Problem to solve ->
Output the listing below verbatim, keeping every line unchanged.

- - - - - - -

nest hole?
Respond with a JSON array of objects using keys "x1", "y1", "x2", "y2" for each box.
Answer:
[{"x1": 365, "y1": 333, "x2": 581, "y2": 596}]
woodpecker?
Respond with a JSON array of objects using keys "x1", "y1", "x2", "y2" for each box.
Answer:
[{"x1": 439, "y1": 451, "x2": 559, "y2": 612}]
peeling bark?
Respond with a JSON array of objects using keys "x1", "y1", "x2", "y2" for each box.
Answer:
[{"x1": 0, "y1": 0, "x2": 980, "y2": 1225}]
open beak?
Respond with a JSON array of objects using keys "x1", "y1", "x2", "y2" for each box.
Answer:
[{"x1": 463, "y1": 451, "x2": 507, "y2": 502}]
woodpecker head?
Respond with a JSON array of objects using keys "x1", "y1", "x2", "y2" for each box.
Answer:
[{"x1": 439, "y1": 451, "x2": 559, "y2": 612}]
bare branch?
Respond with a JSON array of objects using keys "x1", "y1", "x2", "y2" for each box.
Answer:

- - - - - - -

Result of the exercise ->
nest hole?
Respond with a JSON array of objects using keys "x1", "y1", "x2", "y2" for each box.
Answer:
[{"x1": 365, "y1": 333, "x2": 581, "y2": 596}]
woodpecker?
Respond with a JSON array of objects using keys "x1", "y1", "x2", "y2" for each box.
Answer:
[{"x1": 439, "y1": 451, "x2": 559, "y2": 612}]
peeling bark?
Respond with a JSON array of objects using keys "x1", "y1", "x2", "y2" for each box.
Answer:
[{"x1": 0, "y1": 0, "x2": 980, "y2": 1225}]
open beak?
Respond with a JSON array of objects using keys "x1", "y1", "x2", "y2" for each box.
Answer:
[{"x1": 463, "y1": 451, "x2": 507, "y2": 502}]
woodpecker head?
Respond with a JSON array of objects using keys "x1", "y1", "x2", "y2" for each box.
Answer:
[{"x1": 439, "y1": 451, "x2": 559, "y2": 612}]
bare branch?
Respond with a JSON array of objects using keys "x1", "y1", "x2", "y2" for each box.
Answer:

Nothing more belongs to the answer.